> **Text shown**
┄┄┄┄┄┄┄┄┄┄┄┄┄┄┄┄┄┄┄┄
Toothbrushing should be a bonding experience that is constantly reinforced with praise and rewards. Be very patient — teaching your dog to accept toothbrushing may take weeks. Make toothbrushing enjoyable …for your dog by rewarding him or her immediately after each session.
You need only to brush the outside of your dog’s teeth (the side facing the cheek). Only do as much at a time as your dog allows. You may not be able to do the whole mouth at first.
If you are ever worried about being bitten, stop. Ask your veterinarian about how best to care for your dog’s teeth.
Start by letting your dog get used to the toothbrush and toothpaste. Put them out and let your dog sniff them. You can let your dog taste the toothpaste to see if he or she likes it.
Also, get your dog used to you touching his or her mouth. Lift his or her lips, and slowly and gently rub your dog’s teeth and gums with your finger. When your dog is comfortable with you touching his or her mouth and is familiar with the toothbrush and toothpaste, gradually switch to putting the toothpaste on your finger, and then to putting the toothpaste on the toothbrush. Let your dog lick the paste off the brush at first to get used to having the brush in his or her mouth. If your dog won’t tolerate a toothbrush, a small piece of washcloth can be used. Place a small amount of toothpaste on the washcloth and rub it over the outside surfaces of your dog’s teeth.
┄┄┄┄┄┄┄┄┄┄┄┄┄┄┄┄┄┄┄┄
> **Material provided**
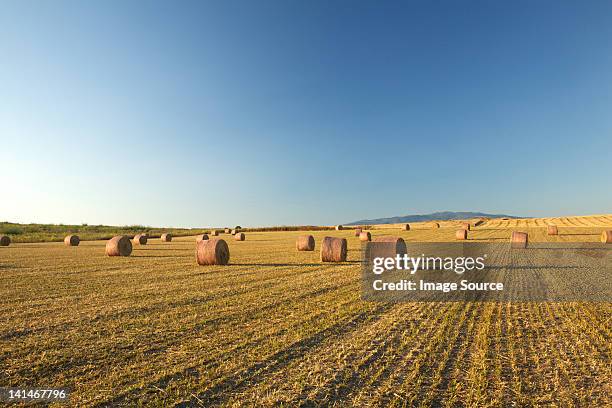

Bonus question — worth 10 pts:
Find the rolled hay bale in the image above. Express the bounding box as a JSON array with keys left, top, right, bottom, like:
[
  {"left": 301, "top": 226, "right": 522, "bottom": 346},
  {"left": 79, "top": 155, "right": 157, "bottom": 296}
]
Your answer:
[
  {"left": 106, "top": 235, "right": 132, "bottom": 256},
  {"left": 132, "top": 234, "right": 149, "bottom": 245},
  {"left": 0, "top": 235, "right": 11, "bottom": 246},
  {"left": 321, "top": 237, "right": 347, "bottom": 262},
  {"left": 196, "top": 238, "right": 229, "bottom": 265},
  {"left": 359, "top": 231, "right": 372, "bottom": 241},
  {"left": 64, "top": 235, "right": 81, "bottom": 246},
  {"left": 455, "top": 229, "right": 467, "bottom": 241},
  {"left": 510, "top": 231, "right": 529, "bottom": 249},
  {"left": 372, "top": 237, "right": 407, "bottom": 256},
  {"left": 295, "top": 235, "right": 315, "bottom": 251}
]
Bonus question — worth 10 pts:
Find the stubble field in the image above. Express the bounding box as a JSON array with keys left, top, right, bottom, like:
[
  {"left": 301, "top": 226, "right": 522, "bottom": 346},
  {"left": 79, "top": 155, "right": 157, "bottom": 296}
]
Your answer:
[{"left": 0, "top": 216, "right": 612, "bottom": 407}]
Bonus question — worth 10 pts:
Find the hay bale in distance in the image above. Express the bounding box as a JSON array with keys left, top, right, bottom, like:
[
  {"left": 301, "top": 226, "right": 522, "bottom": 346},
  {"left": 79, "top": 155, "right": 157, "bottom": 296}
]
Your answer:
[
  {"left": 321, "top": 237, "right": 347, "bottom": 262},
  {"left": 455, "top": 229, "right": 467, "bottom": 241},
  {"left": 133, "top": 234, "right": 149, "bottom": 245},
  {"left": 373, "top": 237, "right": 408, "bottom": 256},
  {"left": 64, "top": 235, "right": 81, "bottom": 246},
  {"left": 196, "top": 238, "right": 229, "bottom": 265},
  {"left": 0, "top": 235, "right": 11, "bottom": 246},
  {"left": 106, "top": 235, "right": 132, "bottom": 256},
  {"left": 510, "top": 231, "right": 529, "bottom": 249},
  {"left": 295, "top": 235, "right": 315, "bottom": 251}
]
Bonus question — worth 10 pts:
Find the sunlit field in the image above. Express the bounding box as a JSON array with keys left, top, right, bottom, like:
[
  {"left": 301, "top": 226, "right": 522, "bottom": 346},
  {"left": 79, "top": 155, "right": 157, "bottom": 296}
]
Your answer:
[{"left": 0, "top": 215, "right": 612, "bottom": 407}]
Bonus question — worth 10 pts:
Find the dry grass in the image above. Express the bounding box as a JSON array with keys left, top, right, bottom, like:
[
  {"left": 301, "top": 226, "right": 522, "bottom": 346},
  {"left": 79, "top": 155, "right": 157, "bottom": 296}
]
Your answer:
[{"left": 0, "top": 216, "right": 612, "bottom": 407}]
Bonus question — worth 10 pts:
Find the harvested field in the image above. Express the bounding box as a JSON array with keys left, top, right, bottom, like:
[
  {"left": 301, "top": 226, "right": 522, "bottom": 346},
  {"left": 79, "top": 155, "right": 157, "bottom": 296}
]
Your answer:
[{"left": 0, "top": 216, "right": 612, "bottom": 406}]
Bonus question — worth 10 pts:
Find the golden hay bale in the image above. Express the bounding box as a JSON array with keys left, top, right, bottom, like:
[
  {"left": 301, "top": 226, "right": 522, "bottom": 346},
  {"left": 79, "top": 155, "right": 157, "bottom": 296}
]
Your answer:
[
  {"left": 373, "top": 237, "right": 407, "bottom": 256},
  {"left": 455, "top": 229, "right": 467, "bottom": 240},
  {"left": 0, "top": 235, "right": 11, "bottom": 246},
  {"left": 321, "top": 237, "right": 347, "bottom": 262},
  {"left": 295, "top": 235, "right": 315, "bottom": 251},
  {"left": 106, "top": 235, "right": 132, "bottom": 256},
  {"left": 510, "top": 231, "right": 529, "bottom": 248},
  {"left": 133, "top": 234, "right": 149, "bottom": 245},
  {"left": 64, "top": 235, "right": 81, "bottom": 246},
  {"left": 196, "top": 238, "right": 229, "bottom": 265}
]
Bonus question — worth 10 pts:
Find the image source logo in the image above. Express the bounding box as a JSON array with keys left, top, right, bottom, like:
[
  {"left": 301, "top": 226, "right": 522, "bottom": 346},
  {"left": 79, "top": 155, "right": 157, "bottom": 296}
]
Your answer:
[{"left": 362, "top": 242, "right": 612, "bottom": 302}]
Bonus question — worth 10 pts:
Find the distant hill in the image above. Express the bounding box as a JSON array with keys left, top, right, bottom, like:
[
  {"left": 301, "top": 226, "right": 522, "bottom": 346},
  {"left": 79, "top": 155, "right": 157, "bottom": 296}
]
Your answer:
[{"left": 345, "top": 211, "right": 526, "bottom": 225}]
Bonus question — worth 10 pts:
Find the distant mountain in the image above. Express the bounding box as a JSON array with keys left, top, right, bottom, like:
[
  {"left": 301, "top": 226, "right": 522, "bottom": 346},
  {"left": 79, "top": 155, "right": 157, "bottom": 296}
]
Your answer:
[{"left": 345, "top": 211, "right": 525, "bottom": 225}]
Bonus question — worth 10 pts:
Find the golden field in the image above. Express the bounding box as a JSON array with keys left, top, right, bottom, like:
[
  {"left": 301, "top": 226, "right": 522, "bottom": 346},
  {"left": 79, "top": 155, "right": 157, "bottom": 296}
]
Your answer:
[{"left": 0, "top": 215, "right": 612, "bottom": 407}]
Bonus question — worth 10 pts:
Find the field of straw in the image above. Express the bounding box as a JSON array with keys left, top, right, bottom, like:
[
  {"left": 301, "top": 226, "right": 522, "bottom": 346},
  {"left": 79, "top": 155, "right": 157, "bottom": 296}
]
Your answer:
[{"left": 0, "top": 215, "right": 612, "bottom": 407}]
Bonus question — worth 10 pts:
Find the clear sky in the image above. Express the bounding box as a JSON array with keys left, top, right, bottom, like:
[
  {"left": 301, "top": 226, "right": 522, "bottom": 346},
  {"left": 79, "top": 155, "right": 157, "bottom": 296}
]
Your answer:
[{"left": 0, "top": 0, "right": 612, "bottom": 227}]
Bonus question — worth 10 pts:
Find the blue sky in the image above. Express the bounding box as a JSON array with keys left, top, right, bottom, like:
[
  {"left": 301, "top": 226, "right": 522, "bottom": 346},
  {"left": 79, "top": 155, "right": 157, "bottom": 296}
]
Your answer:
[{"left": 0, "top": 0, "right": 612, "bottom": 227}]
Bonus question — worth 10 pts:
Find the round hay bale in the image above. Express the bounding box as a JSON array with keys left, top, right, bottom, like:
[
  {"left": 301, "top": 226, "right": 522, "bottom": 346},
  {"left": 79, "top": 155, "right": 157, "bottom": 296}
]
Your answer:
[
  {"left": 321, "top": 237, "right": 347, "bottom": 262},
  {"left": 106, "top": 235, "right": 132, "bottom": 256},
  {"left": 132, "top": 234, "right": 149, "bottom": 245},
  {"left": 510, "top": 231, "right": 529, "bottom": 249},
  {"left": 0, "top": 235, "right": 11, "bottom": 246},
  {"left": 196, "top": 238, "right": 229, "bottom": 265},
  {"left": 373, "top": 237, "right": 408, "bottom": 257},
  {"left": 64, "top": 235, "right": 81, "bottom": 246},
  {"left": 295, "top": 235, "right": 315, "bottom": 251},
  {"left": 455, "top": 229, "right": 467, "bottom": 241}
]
┄┄┄┄┄┄┄┄┄┄┄┄┄┄┄┄┄┄┄┄
> **Set of tasks**
**1.** List every item the dog toothbrushing text says can be used to rub or brush a dog's teeth.
**2.** Go on with the dog toothbrushing text, starting after its final sentence.
The listing isn't needed for any of this.

> **Answers by item**
**1.** Finger, toothbrush, washcloth

**2.**
Brush your dog’s teeth along the gum line. Work quickly — you don’t need to scrub. Work up to 30 seconds of brushing for each side of the mouth at least every other day.
If you notice any problems as you brush, like red or bleeding gums or bad breath, call your veterinarian. The earlier problems are found, the easier they are to treat.
Other Ways to Control Plaque
Although there’s no substitute for regular toothbrushing, some dogs just won’t allow it. If you can’t brush your dog’s teeth, ask your veterinarian about plaque-preventive products. Feeding dry food may also help keep your dog’s teeth and gums in good condition. The Seal of Acceptance from the Veterinary Oral Health Council appears on products that meet defined standards for plaque and tartar control in dogs and cats.
Signs of Dental Problems
Sensitivity around the mouth
Loss of appetite and/or weight
Yellow or brown deposits on the teeth
Bleeding, inflamed, and withdrawn gums
Loose or missing teeth
Pawing at the mouth or face
-Periodontal disease can lead to tooth loss and affects most dogs before they are 3 years old. Bacteria from periodontal disease can spread to affect other organs and cause illness.
-Before you start brushing your dog’s teeth, have them checked by your veterinarian.
-Make toothbrushing enjoyable for your dog by rewarding him or her immediately after each session.
-Be very patient when teaching your dog to accept toothbrushing.
-If your dog won’t tolerate toothbrushing, your veterinarian can recommend plaque-preventive products for your dog.
Periodontal Disease — Why Brush?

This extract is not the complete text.